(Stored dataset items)
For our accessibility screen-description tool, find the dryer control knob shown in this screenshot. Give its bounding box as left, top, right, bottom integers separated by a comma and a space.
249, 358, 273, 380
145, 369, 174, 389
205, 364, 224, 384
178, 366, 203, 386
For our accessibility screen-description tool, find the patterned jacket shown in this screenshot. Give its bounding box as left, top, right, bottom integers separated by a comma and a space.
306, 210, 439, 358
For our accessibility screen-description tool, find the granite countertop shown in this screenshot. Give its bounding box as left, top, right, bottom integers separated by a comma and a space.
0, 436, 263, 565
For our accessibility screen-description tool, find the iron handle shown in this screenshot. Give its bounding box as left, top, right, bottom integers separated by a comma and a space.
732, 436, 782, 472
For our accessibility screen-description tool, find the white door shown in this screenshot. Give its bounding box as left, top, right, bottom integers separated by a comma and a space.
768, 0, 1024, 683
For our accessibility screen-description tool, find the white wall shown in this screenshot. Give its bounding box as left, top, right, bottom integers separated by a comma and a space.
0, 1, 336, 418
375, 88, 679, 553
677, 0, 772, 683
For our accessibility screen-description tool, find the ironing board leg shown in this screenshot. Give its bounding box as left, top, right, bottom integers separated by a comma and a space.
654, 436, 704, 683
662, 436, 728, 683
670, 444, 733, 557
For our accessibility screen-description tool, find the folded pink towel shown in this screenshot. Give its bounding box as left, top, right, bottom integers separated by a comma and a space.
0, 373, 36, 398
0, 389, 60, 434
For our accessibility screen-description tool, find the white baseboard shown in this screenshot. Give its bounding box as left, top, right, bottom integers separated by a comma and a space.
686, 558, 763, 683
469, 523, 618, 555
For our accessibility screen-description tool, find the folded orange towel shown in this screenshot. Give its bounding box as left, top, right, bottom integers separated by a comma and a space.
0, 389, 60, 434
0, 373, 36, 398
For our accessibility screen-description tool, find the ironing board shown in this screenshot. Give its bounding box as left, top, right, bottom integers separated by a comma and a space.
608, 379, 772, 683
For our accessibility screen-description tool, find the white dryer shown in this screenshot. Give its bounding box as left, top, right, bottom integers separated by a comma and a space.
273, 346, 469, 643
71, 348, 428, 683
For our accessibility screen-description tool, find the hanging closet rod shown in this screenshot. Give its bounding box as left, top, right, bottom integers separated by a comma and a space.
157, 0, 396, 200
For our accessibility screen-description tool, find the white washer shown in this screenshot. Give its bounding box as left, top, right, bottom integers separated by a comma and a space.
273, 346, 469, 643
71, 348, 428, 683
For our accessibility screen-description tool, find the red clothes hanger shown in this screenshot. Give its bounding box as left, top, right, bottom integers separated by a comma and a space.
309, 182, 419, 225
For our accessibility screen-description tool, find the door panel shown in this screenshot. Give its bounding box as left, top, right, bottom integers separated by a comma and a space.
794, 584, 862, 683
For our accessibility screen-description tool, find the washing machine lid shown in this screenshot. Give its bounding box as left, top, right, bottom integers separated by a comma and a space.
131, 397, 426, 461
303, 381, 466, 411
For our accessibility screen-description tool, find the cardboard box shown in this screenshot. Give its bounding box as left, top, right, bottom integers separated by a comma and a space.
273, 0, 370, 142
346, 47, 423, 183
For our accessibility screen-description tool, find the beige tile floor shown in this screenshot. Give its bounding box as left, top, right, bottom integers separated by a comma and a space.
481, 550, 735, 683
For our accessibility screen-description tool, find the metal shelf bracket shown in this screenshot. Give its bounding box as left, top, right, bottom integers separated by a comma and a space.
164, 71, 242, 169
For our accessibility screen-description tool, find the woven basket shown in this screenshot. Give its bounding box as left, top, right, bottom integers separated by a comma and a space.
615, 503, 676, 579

### GOAL
Recast the data above as a JSON list of strings, one string per line, leaving out blank lines. Include every line of the data.

### THE RESPONSE
[
  "For our accessibility screen-description tool, find the dryer control knob shown in this screenshot. Give its bounding box as left, top, right, bottom integers separated by a comma and a space.",
  "249, 358, 273, 380",
  "145, 369, 174, 389",
  "205, 364, 224, 384",
  "178, 366, 203, 386",
  "For our accessibility screen-description tool, find the patterned jacket shown in this screenshot. Give its bounding box as left, top, right, bottom integers separated by a comma and a space.",
  "306, 210, 439, 358",
  "For our accessibility screen-description tool, find the granite countertop shown in this screenshot. Give its bounding box as left, top, right, bottom integers separated by a comma and a space.",
  "0, 436, 263, 565",
  "For our accessibility screen-description tool, find the iron handle shown in this screenshot. Give its bounding box as left, top, right, bottom integers separated by a comma and a space.",
  "732, 436, 782, 472",
  "For our accessibility screen-description tool, find the white door shown in this screenshot. Give its bounding box as left, top, right, bottom integers separated by a comma and a space.",
  "768, 0, 1024, 683",
  "For our accessibility screen-description tool, find the white wall shown in this screenshot. Give its bounding box as left, top, right, bottom integers separated by a comma and a space.",
  "0, 1, 336, 418",
  "375, 88, 679, 553",
  "677, 0, 772, 683",
  "For our accessibility screen-description tool, find the ironing board leg shown in this screenshot. Give its bounding box as left, top, right, bottom integers separated by a comma and a space.",
  "654, 436, 704, 683",
  "662, 436, 728, 683",
  "670, 444, 733, 557",
  "For our accessibility screen-description tool, find the folded pink towel shown in this screenshot. Give its bounding box as left, top, right, bottom integers separated by a comma and a space.",
  "0, 373, 36, 398",
  "0, 389, 60, 434",
  "For our accessibility screen-description tool, find the white baseboard shown in this screenshot. Give its bounding box as left, top, right, bottom integers separated by a comma and a space.",
  "686, 558, 763, 683",
  "469, 523, 618, 555",
  "For our accessibility screen-description tool, find the folded orange towel shown in this screenshot. Give its bounding box as left, top, right, bottom integers separated by a comma and a space.",
  "0, 389, 60, 434",
  "0, 373, 36, 398",
  "For our accessibility screen-description tool, find the ironing board shown in this screenshot. Give its bounding box as left, top, right, bottom integers separated by a comma and a space.",
  "608, 379, 772, 683",
  "For our accessibility screen-description tool, find the white dryer shown in this screenshot. Give its bounding box as left, top, right, bottom integers separated by a comma and a space.",
  "273, 346, 469, 643",
  "71, 348, 428, 683",
  "For our accessibility screen-description tool, find the hanging closet rod shown in this screenshot. Give its bounding box as left, top, right, bottom integers separated by a comma and a space.",
  "157, 0, 396, 200",
  "For our accessibility screen-description tool, find the white washer shown in this screenshot. Give its bounding box as left, top, right, bottom integers separated by a comma and a space.",
  "273, 346, 469, 643",
  "71, 348, 428, 683",
  "For our accessibility screen-description tool, find the red clothes hanger shown in this screenshot. Give its bounding box as left, top, right, bottom integers separated by a comma and a space.",
  "309, 182, 419, 225",
  "For our accessibility screen-description tool, find the door panel shown in this screenshot. Give its bounding box as left, top, right, bottom integers separated by a comma and a space.",
  "794, 584, 862, 683",
  "For our accessibility screen-description tool, find the washing machine lid shown in this screenshot. Give its bounding box as left, top, right, bottom integers separated by a comma and a space.",
  "131, 397, 426, 461",
  "303, 381, 466, 411",
  "For our accessibility screen-description tool, find the cardboard box shown in this screenshot. Give its bounding box as left, top, right, bottom integers separated by a comma and a space.",
  "273, 0, 370, 142",
  "346, 47, 423, 183",
  "For our accessibility screen-description tool, find the beige tile floor shown in this screenshot. Give its bounding box as left, top, right, bottom integers separated by a comma and a space.",
  "481, 550, 735, 683",
  "For our accessibility screen-description tool, find the metal shelf bracket shown in this screenshot. Give its bounding box as left, top, right, bottom integers separated by a comma and a space.",
  "164, 71, 242, 169",
  "For our accessibility screen-description tool, find the woven basket shown in this screenshot. Give its bounding box as left, top, right, bottom integers separated by a comma and a space.",
  "615, 503, 676, 579"
]